• Page extract:

* * *

I was on the mend and after looking at myself in the mirror and saying, put your money where your mouth is Jan. I knew that I didn’t have to have breast to be me. I was still Just Jan. I still loved me and I knew I would be okay. After coming to grips about being breast-less, I decided to get implants. When a doctor told me I could get any size I wanted, I figured, why not? That was my present to myself for enduring what I had just gone through.
I began living life to its fullest when in 2000; I felt a lump under my implant. It had returned. Looking back, the news didn’t devastate me as much as the first time, I did it once and could do it again. After taking that lump out, I had 2 months of chemo (all that I could stand because the side effects kicked my butt) and then 7 weeks of radiation. I lost my hair again but even that wasn’t as devastating as the first time because I knew it was coming back when all was done. I began to mend again. Smelling the roses if you will. Everything was beautiful. I was alive & that’s all that mattered to me.

* * *

Recorded data:
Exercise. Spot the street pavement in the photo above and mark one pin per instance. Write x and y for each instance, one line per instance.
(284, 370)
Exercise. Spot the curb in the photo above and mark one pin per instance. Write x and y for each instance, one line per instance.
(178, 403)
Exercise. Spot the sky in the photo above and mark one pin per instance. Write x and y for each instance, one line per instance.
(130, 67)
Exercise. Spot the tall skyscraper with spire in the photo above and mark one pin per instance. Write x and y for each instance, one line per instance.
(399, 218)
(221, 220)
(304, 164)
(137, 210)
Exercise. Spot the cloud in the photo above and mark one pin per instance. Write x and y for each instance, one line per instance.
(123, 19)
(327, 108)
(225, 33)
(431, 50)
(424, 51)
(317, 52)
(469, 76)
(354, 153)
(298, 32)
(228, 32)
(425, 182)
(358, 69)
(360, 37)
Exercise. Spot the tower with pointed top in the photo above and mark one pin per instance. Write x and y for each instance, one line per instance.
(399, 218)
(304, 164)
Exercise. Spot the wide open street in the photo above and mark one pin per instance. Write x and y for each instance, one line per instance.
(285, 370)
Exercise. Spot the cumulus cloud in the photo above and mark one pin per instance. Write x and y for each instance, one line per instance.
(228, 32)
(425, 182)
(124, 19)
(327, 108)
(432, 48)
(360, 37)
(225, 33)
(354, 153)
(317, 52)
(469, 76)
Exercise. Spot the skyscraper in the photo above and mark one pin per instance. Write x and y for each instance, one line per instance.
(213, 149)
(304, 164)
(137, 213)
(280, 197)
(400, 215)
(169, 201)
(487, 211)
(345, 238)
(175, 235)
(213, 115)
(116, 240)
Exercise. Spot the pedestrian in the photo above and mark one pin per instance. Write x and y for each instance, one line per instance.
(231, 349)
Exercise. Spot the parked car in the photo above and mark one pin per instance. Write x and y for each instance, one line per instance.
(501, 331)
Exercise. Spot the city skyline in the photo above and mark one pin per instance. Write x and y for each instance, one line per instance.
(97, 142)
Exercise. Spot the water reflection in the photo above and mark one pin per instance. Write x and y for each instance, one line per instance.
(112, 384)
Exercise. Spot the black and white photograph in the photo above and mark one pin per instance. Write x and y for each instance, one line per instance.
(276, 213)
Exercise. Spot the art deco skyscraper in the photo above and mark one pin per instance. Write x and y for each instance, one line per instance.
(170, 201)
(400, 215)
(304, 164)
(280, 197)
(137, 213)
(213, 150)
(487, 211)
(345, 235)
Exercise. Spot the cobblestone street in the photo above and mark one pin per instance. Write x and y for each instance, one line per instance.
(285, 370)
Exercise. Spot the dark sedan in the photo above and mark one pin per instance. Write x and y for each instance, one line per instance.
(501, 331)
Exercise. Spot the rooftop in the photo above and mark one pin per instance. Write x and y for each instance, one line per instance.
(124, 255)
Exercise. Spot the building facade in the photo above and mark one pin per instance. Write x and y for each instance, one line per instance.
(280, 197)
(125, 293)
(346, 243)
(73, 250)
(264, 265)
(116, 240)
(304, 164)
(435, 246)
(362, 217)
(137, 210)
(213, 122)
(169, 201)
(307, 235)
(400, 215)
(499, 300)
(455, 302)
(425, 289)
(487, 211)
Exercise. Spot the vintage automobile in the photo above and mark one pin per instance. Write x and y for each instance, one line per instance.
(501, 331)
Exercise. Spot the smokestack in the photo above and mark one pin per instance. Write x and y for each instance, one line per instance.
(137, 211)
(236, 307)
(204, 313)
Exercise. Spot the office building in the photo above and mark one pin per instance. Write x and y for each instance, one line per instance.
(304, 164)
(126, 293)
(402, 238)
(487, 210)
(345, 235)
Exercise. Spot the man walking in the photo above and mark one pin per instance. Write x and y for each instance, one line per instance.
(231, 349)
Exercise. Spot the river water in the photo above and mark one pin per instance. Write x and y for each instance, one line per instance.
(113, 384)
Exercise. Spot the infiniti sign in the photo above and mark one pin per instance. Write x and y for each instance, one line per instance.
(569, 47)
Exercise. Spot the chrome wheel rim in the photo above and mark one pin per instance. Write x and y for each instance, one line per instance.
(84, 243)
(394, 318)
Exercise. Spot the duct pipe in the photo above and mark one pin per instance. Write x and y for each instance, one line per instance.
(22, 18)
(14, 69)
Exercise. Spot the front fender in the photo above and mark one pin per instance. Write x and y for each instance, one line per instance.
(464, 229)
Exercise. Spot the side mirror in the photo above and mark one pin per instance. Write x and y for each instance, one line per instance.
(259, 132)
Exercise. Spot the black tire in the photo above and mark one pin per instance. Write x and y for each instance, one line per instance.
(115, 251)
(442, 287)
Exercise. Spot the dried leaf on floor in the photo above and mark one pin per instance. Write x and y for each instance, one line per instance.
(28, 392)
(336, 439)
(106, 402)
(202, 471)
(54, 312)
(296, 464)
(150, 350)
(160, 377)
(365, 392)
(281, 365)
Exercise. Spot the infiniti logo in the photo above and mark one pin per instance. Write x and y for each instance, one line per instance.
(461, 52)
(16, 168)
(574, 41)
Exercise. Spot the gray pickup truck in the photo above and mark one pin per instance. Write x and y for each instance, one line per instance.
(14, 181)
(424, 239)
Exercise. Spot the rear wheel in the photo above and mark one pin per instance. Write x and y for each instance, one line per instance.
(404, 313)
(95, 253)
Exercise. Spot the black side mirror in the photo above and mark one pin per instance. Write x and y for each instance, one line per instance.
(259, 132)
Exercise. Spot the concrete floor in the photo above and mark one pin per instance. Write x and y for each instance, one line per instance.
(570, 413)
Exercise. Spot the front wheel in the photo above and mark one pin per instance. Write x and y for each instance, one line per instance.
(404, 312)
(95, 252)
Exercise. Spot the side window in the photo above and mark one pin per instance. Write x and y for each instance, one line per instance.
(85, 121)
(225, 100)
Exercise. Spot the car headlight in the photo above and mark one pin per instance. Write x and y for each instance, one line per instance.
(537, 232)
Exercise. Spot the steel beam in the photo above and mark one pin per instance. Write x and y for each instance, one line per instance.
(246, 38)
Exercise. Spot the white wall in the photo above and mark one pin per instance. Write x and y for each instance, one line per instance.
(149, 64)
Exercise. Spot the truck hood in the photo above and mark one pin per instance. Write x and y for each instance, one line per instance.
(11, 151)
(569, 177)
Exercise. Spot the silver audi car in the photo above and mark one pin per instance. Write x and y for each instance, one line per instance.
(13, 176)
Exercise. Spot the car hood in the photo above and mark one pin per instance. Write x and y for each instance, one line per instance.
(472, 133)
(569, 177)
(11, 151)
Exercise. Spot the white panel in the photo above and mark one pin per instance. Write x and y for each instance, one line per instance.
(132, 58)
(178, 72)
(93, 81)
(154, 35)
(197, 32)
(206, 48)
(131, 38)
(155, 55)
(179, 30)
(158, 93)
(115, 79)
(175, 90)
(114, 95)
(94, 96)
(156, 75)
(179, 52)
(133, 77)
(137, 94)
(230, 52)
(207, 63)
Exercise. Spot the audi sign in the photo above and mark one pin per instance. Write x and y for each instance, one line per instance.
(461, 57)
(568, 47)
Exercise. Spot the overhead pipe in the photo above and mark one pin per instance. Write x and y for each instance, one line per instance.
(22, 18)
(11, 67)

* * *

• What needs to be done: Can you write out the stretch of the breast cancer passage from "I began living" through "mattered to me.", with "chemo" replaced by "chemotherapy"?

• Solution to this problem:
I began living life to its fullest when in 2000; I felt a lump under my implant. It had returned. Looking back, the news didn’t devastate me as much as the first time, I did it once and could do it again. After taking that lump out, I had 2 months of chemotherapy (all that I could stand because the side effects kicked my butt) and then 7 weeks of radiation. I lost my hair again but even that wasn’t as devastating as the first time because I knew it was coming back when all was done. I began to mend again. Smelling the roses if you will. Everything was beautiful. I was alive & that’s all that mattered to me.